[Prompt]: Give every line of the data again, unchanged, but with no pictures.

☆ ☆ ☆ ☆

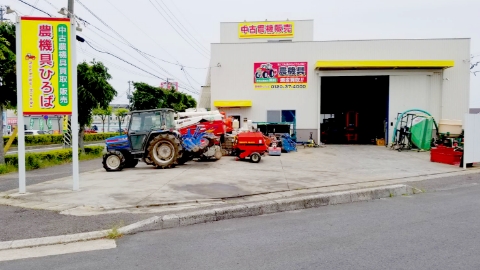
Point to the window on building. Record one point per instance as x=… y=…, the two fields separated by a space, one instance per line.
x=278 y=116
x=238 y=117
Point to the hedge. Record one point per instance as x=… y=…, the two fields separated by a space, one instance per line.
x=35 y=160
x=58 y=138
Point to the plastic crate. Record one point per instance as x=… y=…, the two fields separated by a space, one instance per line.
x=446 y=155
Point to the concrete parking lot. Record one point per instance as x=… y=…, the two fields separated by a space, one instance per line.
x=194 y=184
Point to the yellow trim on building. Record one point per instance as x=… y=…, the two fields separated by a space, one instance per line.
x=232 y=103
x=383 y=64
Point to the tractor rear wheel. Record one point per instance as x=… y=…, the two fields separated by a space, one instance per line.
x=164 y=150
x=113 y=161
x=255 y=158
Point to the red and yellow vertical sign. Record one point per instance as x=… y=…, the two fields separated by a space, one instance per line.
x=46 y=66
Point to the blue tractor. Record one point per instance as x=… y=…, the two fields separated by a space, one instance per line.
x=152 y=137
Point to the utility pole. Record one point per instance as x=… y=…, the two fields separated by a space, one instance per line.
x=74 y=120
x=2 y=11
x=70 y=8
x=129 y=95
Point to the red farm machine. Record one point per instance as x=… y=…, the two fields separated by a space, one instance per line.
x=250 y=145
x=199 y=120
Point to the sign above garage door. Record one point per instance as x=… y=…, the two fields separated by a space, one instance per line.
x=266 y=29
x=280 y=75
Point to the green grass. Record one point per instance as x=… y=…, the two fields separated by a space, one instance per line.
x=39 y=160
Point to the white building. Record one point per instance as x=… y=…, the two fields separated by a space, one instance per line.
x=374 y=79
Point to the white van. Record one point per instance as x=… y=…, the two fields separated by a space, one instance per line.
x=35 y=132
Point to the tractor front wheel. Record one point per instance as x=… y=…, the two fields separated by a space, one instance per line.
x=164 y=151
x=131 y=163
x=113 y=161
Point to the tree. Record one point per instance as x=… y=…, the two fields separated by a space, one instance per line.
x=147 y=97
x=94 y=91
x=103 y=114
x=8 y=78
x=121 y=114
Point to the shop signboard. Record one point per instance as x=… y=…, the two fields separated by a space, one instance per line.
x=268 y=30
x=32 y=123
x=280 y=75
x=46 y=66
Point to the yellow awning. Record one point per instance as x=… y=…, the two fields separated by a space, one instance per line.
x=383 y=64
x=232 y=103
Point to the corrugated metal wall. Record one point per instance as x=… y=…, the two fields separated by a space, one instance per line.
x=234 y=79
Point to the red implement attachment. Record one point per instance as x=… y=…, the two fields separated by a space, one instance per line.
x=250 y=145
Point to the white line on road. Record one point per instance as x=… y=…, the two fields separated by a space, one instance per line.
x=43 y=251
x=46 y=149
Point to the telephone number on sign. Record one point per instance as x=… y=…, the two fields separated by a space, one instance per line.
x=288 y=86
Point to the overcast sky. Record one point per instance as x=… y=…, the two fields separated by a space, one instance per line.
x=196 y=24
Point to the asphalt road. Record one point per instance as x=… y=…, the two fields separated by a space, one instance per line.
x=43 y=148
x=10 y=181
x=437 y=230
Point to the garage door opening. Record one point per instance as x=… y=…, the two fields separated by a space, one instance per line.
x=354 y=109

☆ ☆ ☆ ☆

[Answer to the task]:
Point to the window on building. Record one point per instance as x=… y=…, the two fields separated by a space, one instance per line.
x=278 y=116
x=238 y=117
Point to the hedge. Record one point per instance as x=… y=…, the two fields separated by a space, one instance per line.
x=35 y=160
x=58 y=138
Point to the plastic crate. Record one point per instance as x=… y=…, the two fields separated by a space, one instance per line.
x=446 y=155
Point to the concrete parking lot. Record one point per instance as x=… y=…, the two fields separated by a space, one instance per line.
x=194 y=184
Point to the yellow trim on building. Record one point per instance as x=… y=…, the two fields separated by a space, one instance per line.
x=232 y=103
x=383 y=64
Point to the tractor rear wheel. Record one point per instance as x=… y=…, the two fields separated by a space, one instance per line.
x=164 y=150
x=113 y=161
x=255 y=158
Point to the red and yellow vertical sign. Record one point per instance as x=… y=…, the two fields separated by a space, one instance per line.
x=46 y=66
Point to the blue tractor. Record one point per instance as x=… y=…, the two fields separated by a space, one instance per line.
x=152 y=137
Point to the utility pole. Record one point per instance as x=… y=…, the two fields separated by a space, one instance per line.
x=74 y=120
x=2 y=11
x=70 y=8
x=129 y=95
Point to the red farm machine. Record one point per instance as x=… y=…, the two fields separated by a space, one instance per line.
x=250 y=145
x=199 y=120
Point to the sign above garage door. Record one point per instance as x=… y=…, the two fields separated by a space, one instance per line.
x=266 y=29
x=280 y=75
Point to the green grass. Record one point per instance as x=… y=…, the two fields separated by a space, one instance per line.
x=39 y=160
Point to the white building. Record one point per instance as x=… y=…, the two fields separated by a space, one instance per line.
x=374 y=79
Point to the white van. Record one point per instance as x=… y=…, the two fields separated by a space, one instance per line.
x=35 y=132
Point to the tractor front wheel. Record one point per instance as x=… y=…, the two fields separated by a space, one instance per line.
x=164 y=151
x=131 y=163
x=113 y=161
Point to the tree. Record one point per instance as x=… y=…, the two fields separated by a space, one instance per line.
x=147 y=97
x=94 y=91
x=103 y=114
x=8 y=78
x=121 y=114
Point to the shop signboard. Record one point per instance as x=… y=…, the two fields separated by a space, one instance per line.
x=268 y=30
x=32 y=123
x=280 y=75
x=46 y=66
Point to the yellow awning. Record one point per instance as x=… y=…, the two fields separated by a space, one instance per line.
x=383 y=64
x=232 y=103
Point to the corrugated metal wall. Record one point per instance as x=… y=…, the two fields separated by a space, one instance per line.
x=234 y=79
Point to the red implement attachment. Record one point per instance as x=… y=…, the two fields separated by a space, one instance per line.
x=250 y=145
Point to the white line on road. Record one point per instance as x=… y=…, the two fields separated by a space, one instance per line.
x=43 y=251
x=46 y=149
Point to the telephone number on sign. Record one point per instance as x=… y=…, the two fields separated by a space, one instance per line.
x=288 y=86
Point to the overcast sky. Record one point per instance as x=… y=…, the two fields separated by a space, one instance per line.
x=196 y=24
Point to the asphalt road. Record one point per instance as x=… y=…, the two fields separated by a space, one instance per line.
x=43 y=148
x=10 y=181
x=437 y=230
Point to the garage door opening. Record one point per instance as x=… y=…, the two fields separated by a space, one instance per line.
x=354 y=109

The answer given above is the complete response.